• [Work to be completed] What total score did the 1953 Wichita Shockers football team outscore its opponents by, according to the article on that team?

- Conference: Missouri Valley Conference
- Record: 4–4–1 (1–2 MVC)
- Head coach: Jack Mitchell (1st season);
- Home stadium: Veterans Field

= 1953 Wichita Shockers football team =

American college football season

The 1953 Wichita Shockers football team, sometimes known as the Wheatshockers, was an American football team that represented Wichita University (now known as Wichita State University) as a member of the Missouri Valley Conference during the 1953 college football season. In its first season under head coach Jack Mitchell, the team compiled a 4–4–1 record (1–2 against conference opponents), tied for third place out of five teams in the MVC, and outscored opponents by a total of 172 to 110. The team played its home games at Veterans Field, now known as Cessna Stadium.

• [Dataset records]
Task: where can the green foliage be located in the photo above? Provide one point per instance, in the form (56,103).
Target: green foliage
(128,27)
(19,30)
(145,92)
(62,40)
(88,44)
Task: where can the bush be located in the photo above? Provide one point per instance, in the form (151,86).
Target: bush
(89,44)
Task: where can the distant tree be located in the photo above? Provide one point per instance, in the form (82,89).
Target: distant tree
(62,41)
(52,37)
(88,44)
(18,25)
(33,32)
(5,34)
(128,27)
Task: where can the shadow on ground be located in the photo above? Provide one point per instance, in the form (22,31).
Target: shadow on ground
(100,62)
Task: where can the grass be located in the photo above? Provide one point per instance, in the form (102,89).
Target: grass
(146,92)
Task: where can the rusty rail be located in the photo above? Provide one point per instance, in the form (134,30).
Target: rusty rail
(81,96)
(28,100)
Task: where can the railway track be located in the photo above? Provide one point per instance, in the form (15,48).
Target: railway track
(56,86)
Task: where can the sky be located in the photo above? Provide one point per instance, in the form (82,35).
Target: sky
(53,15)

• [Output of the task] 172 to 110